— Document section —
━━━━━━━━━━

44°F
weather icon Partly Cloudy

Las Vegas police investigating LVCVA airline gift card scandal

Updated July 9, 2018 - 12:46 pm

Las Vegas police are conducting a criminal investigation into the handling of $90,000 worth of Southwest Airlines gift cards secretly purchased by the Las Vegas Convention and Visitors Authority, the Review-Journal has learned.

Detectives from the Metropolitan Police Department’s criminal intelligence section showed up June 28 at the office of Ed Finger, the convention authority’s chief financial officer, and left with records related to an audit that found that the agency had misused the airline cards, informed sources said.

Police are looking at possible theft and embezzlement charges, one of the sources said.

“It’s bothersome, but when the law gets involved, you want to do the right thing,” Clark County Commissioner Lawrence Weekly, who chairs the authority’s board, said Monday. “We’re just making sure that everybody answers whatever questions that need to be answered.”

Bill Noonan, who chairs the board’s audit committee, said the panel viewed the audit as a serious matter.

“As such, we will cooperate fully as an audit committee with any request for information,” he said.

Authority executive Brig Lawson hid the gift card purchases, and auditors could not account for more than $50,000 worth of the cards, an audit report showed last month. The tourism agency’s CEO, Rossi Ralenkotter, used $16,207 in cards to take personal trips with his wife. Weekly also used about $700 in travel cards for a trip with his daughter.

━━━━━━━━━━

— Aim 1 —
Answer these questions about the article on the gift card investigation:
(a) On what date did detectives visit the office of the convention authority's chief financial officer?
(b) What possible charges are police looking at?
(c) How much in gift cards did Rossi Ralenkotter use for personal trips with his wife?

(Extracted records)
━━━━━━━━━━

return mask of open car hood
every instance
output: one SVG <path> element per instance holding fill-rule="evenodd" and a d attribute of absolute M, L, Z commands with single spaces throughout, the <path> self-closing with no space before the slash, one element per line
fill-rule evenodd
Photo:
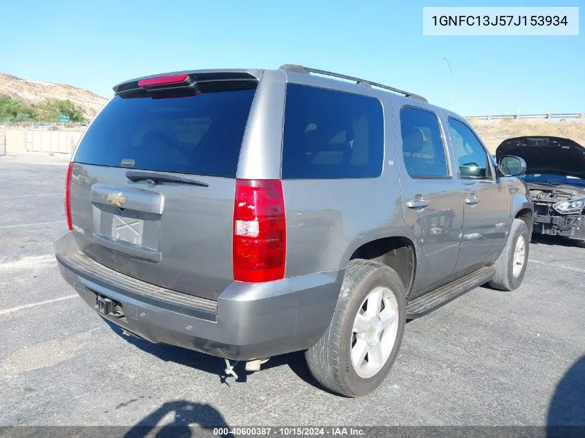
<path fill-rule="evenodd" d="M 505 155 L 526 162 L 526 174 L 568 175 L 585 179 L 585 147 L 561 137 L 526 136 L 508 138 L 496 149 L 499 163 Z"/>

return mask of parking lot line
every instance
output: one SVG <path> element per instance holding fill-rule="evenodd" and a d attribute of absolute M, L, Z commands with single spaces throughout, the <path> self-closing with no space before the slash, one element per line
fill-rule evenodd
<path fill-rule="evenodd" d="M 71 300 L 79 296 L 77 293 L 74 295 L 68 295 L 65 297 L 59 297 L 58 298 L 53 298 L 53 300 L 47 300 L 46 301 L 39 301 L 39 302 L 33 302 L 30 304 L 23 304 L 22 306 L 17 306 L 16 307 L 11 307 L 10 309 L 5 309 L 0 310 L 0 316 L 6 315 L 6 313 L 11 313 L 24 309 L 29 309 L 30 307 L 36 307 L 37 306 L 42 306 L 43 304 L 48 304 L 51 302 L 56 302 L 57 301 L 63 301 L 64 300 Z"/>
<path fill-rule="evenodd" d="M 579 269 L 578 268 L 570 268 L 569 266 L 564 266 L 561 264 L 555 264 L 554 263 L 546 263 L 544 262 L 539 262 L 538 260 L 531 260 L 528 259 L 528 262 L 532 263 L 539 263 L 540 264 L 546 264 L 549 266 L 555 266 L 555 268 L 564 268 L 565 269 L 570 269 L 571 271 L 576 271 L 577 272 L 585 272 L 585 269 Z"/>
<path fill-rule="evenodd" d="M 54 222 L 39 222 L 38 223 L 21 223 L 19 225 L 3 225 L 0 228 L 15 228 L 19 226 L 34 226 L 35 225 L 48 225 L 50 223 L 62 223 L 65 221 L 55 221 Z"/>
<path fill-rule="evenodd" d="M 63 196 L 62 193 L 45 193 L 43 194 L 15 194 L 9 197 L 0 197 L 0 198 L 27 198 L 28 197 L 56 197 Z"/>

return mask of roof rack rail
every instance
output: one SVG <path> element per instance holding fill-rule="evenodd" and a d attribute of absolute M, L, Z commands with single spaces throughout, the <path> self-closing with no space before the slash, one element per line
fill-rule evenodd
<path fill-rule="evenodd" d="M 399 94 L 403 94 L 407 98 L 413 98 L 413 99 L 417 99 L 417 100 L 422 100 L 422 102 L 426 102 L 428 103 L 428 100 L 423 98 L 422 95 L 419 95 L 418 94 L 415 94 L 414 93 L 409 93 L 408 91 L 404 91 L 403 90 L 400 90 L 397 88 L 394 88 L 393 86 L 390 86 L 388 85 L 384 85 L 384 84 L 379 84 L 378 82 L 372 82 L 372 81 L 366 80 L 363 79 L 359 79 L 359 77 L 354 77 L 353 76 L 348 76 L 346 75 L 342 75 L 341 73 L 333 73 L 332 71 L 327 71 L 325 70 L 318 70 L 317 69 L 311 69 L 310 67 L 304 67 L 301 65 L 296 65 L 294 64 L 285 64 L 285 65 L 280 66 L 278 68 L 279 70 L 287 70 L 288 71 L 296 71 L 297 73 L 316 73 L 318 75 L 323 75 L 325 76 L 333 76 L 334 77 L 340 77 L 341 79 L 346 79 L 348 80 L 355 81 L 355 82 L 358 85 L 363 85 L 364 86 L 377 86 L 379 88 L 382 88 L 386 90 L 390 90 L 390 91 L 394 91 L 395 93 L 398 93 Z"/>

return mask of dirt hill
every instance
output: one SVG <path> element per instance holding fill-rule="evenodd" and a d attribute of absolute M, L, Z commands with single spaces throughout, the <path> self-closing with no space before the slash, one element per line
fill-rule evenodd
<path fill-rule="evenodd" d="M 92 118 L 106 102 L 105 98 L 95 93 L 66 84 L 27 80 L 3 73 L 0 73 L 0 94 L 20 98 L 28 104 L 51 98 L 69 99 L 81 107 L 89 119 Z"/>

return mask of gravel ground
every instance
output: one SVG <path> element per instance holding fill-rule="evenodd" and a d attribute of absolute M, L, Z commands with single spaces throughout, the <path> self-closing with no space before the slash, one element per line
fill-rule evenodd
<path fill-rule="evenodd" d="M 368 397 L 320 389 L 301 354 L 234 381 L 220 359 L 127 338 L 61 278 L 66 165 L 0 158 L 0 426 L 585 426 L 585 249 L 533 241 L 520 289 L 409 322 Z"/>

━━━━━━━━━━

— Aim 2 —
Arrange the extracted rows, from the line with "return mask of gravel ground" through the last of those rows, as a two-column CSV with the columns request and answer, one CSV line for each row. Put each value in a single quoted field, with line breaks turned into spaces.

— Exercise output 1 —
(a) June 28
(b) Theft and embezzlement
(c) $16,207

— Exercise output 2 —
request,answer
"return mask of gravel ground every instance output: one SVG <path> element per instance holding fill-rule=""evenodd"" and a d attribute of absolute M, L, Z commands with single spaces throughout, the <path> self-closing with no space before the slash, one element per line fill-rule evenodd","<path fill-rule=""evenodd"" d=""M 368 397 L 320 389 L 301 354 L 234 381 L 220 359 L 127 338 L 61 278 L 66 165 L 0 158 L 0 426 L 585 426 L 585 249 L 533 241 L 520 289 L 409 322 Z""/>"